[Stored data]
┌──

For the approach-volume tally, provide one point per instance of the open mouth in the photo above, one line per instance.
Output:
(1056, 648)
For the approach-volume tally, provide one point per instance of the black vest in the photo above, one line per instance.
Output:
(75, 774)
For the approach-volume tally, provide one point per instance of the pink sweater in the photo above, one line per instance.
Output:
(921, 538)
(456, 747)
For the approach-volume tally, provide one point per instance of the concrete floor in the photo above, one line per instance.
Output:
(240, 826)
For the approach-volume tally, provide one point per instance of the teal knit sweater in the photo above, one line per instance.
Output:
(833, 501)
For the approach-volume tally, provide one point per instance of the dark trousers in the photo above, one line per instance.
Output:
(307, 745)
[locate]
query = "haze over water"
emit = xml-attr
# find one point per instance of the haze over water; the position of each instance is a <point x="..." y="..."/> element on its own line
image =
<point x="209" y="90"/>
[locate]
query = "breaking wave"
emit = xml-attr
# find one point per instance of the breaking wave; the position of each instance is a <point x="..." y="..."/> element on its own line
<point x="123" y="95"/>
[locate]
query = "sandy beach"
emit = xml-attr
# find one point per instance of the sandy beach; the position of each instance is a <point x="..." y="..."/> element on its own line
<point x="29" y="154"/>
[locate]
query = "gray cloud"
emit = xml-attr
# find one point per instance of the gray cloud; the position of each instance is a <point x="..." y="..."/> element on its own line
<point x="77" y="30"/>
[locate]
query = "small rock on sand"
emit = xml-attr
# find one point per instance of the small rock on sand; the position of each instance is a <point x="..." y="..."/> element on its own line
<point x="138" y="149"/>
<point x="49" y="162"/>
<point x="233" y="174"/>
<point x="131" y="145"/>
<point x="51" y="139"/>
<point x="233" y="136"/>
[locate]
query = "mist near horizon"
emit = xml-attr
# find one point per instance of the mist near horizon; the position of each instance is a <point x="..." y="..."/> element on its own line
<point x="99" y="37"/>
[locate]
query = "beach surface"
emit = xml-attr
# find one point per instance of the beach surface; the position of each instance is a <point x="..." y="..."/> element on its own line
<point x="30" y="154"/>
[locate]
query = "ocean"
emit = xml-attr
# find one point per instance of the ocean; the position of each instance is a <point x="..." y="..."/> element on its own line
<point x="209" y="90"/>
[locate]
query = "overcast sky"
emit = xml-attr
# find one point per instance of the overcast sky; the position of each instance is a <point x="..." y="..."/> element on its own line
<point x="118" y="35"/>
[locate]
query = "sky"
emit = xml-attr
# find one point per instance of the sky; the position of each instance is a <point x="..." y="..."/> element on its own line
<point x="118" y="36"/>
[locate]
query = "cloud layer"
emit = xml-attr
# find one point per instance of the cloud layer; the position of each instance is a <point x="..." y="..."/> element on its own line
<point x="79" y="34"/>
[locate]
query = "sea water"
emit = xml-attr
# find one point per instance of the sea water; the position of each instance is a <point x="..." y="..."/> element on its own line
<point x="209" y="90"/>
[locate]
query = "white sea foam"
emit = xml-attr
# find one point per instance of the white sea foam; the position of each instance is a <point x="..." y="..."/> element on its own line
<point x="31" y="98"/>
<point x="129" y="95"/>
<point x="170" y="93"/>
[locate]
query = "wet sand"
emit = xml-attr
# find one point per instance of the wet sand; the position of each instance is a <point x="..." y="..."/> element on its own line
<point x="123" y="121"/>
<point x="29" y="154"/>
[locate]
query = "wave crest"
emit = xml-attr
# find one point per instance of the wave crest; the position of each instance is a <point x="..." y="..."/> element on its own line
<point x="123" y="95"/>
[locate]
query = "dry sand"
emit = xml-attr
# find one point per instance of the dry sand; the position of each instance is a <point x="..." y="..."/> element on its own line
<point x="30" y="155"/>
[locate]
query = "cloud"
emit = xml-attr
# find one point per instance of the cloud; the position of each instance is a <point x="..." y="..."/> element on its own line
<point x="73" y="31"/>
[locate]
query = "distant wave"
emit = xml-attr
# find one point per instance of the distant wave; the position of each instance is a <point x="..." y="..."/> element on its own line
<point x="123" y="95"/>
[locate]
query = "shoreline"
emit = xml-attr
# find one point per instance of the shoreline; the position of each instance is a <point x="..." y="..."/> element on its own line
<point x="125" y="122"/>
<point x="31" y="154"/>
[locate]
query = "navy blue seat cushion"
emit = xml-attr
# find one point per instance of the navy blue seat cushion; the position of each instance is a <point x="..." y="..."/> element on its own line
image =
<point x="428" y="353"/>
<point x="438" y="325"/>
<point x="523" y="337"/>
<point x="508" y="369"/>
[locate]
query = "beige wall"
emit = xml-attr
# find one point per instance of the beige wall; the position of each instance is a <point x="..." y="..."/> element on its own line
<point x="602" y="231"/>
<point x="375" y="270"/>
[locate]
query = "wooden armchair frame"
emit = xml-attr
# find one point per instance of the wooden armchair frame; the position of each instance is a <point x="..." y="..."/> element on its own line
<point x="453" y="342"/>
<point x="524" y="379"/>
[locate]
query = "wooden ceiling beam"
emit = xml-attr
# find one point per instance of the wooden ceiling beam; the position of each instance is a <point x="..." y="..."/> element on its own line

└──

_WHAT YOU WILL DO_.
Please reproduce all of the entries exactly as they stand.

_RESULT BELOW_.
For the approach-volume tally, provide one point per instance of the open mouth in the photo above, one line per instance.
Output:
(1056, 648)
For the approach-volume tally, provide one point per instance of the black vest in the photo above, one line per instance.
Output:
(75, 774)
For the approach-volume tally, provide one point per instance of the pink sweater in the photo above, one line per instance.
Output:
(921, 538)
(456, 747)
For the approach-volume tally, provide one point per instance of the concrete floor in the photo above, one line per instance.
Output:
(240, 826)
For the approach-volume tally, provide one point per instance of the teal knit sweater in the photo above, one line per instance.
Output:
(833, 501)
For the approach-volume tally, provide one point per instance of the dark trousers in the photo above, one line per instance.
Output:
(307, 745)
[locate]
query = "haze over water"
emit = xml-attr
# find one point per instance of the haze over water; the position of each instance is a <point x="..." y="..."/> element on its own line
image =
<point x="209" y="90"/>
[locate]
query = "breaking wave"
emit = xml-attr
# find one point per instance of the breaking wave; the position of each instance is a <point x="..." y="..."/> element on its own line
<point x="123" y="95"/>
[locate]
query = "sandy beach"
emit = xml-attr
# find one point per instance of the sandy beach; the position of each instance is a <point x="..." y="..."/> element on its own line
<point x="29" y="154"/>
[locate]
query = "gray cloud"
emit = xml-attr
# find one point per instance of the gray cloud; the position of each instance is a <point x="..." y="..."/> element on its own line
<point x="77" y="30"/>
[locate]
query = "small rock on sand"
emit = xml-attr
# find one point per instance of the small rock on sand; the position of each instance is a <point x="..." y="..."/> element on its own line
<point x="138" y="149"/>
<point x="49" y="162"/>
<point x="233" y="174"/>
<point x="131" y="145"/>
<point x="51" y="139"/>
<point x="233" y="136"/>
[locate]
query = "mist near horizon"
emit = xml-attr
# find one point per instance of the mist near horizon; the position of each instance is a <point x="..." y="..."/> element on its own line
<point x="99" y="37"/>
[locate]
query = "beach surface"
emit = xml-attr
# find one point per instance of the beach surface; the position of each instance is a <point x="..." y="..."/> element on its own line
<point x="30" y="154"/>
[locate]
query = "ocean"
emit = xml-attr
# find one point per instance of the ocean; the position of each instance is a <point x="..." y="..."/> element on its own line
<point x="209" y="90"/>
[locate]
query = "overcast sky"
emit = xml-attr
# find one point per instance of the overcast sky; the position of each instance is a <point x="..." y="..."/> element on its own line
<point x="118" y="35"/>
[locate]
query = "sky"
emit = xml-attr
# find one point per instance of the sky; the position of each instance is a <point x="..." y="..."/> element on its own line
<point x="118" y="36"/>
[locate]
query = "cloud layer"
emit = xml-attr
# find one point per instance of the cloud layer; the position of each instance is a <point x="..." y="..."/> element on its own line
<point x="79" y="34"/>
[locate]
query = "sea water"
emit = xml-attr
# find one point per instance of the sea water; the position of each instance is a <point x="..." y="..."/> element on its own line
<point x="209" y="90"/>
[locate]
query = "white sea foam"
emit = xml-attr
# find one point per instance of the white sea foam; the position of each instance is a <point x="..." y="..."/> element on its own line
<point x="31" y="98"/>
<point x="129" y="95"/>
<point x="170" y="93"/>
[locate]
query = "wet sand"
emit = xml-attr
# find one point per instance of the wet sand; the position of each instance is a <point x="..." y="..."/> element on its own line
<point x="123" y="121"/>
<point x="29" y="154"/>
[locate]
query = "wave crest"
emit = xml-attr
# find one point per instance of the wave crest; the position of each instance is a <point x="..." y="..."/> element on its own line
<point x="123" y="95"/>
[locate]
query = "dry sand"
emit = xml-attr
# find one point per instance of the dry sand; the position of each instance is a <point x="..." y="..."/> element on its own line
<point x="30" y="155"/>
[locate]
query = "cloud"
emit = xml-attr
# find one point per instance of the cloud; the position of each instance is a <point x="..." y="..."/> element on its own line
<point x="73" y="31"/>
[locate]
query = "distant wave"
emit = xml-attr
# find one point per instance of the distant wave; the position of each instance is a <point x="..." y="..."/> element on its own line
<point x="123" y="95"/>
[locate]
query = "shoreline"
emit = xml-attr
# find one point per instance of the shoreline; the position of each instance is a <point x="..." y="..."/> element on its own line
<point x="125" y="122"/>
<point x="31" y="154"/>
[locate]
query = "navy blue seat cushion"
emit = xml-attr
# find one point per instance of the navy blue seat cushion; the position of each instance is a <point x="..." y="..."/> element on its own line
image =
<point x="428" y="353"/>
<point x="438" y="325"/>
<point x="523" y="337"/>
<point x="508" y="369"/>
[locate]
query = "beige wall"
emit = xml-attr
# find one point per instance of the beige wall; the position of each instance is a <point x="..." y="..."/> element on its own line
<point x="602" y="231"/>
<point x="375" y="270"/>
[locate]
query = "wooden armchair frame"
emit = xml-attr
# find one point per instance of the wooden armchair frame; the position of each instance is a <point x="..." y="..."/> element on its own line
<point x="453" y="342"/>
<point x="524" y="379"/>
[locate]
query = "wooden ceiling beam"
emit = xml-attr
# find one point per instance of the wooden ceiling beam; the position of each instance is a <point x="..." y="..."/> element on its own line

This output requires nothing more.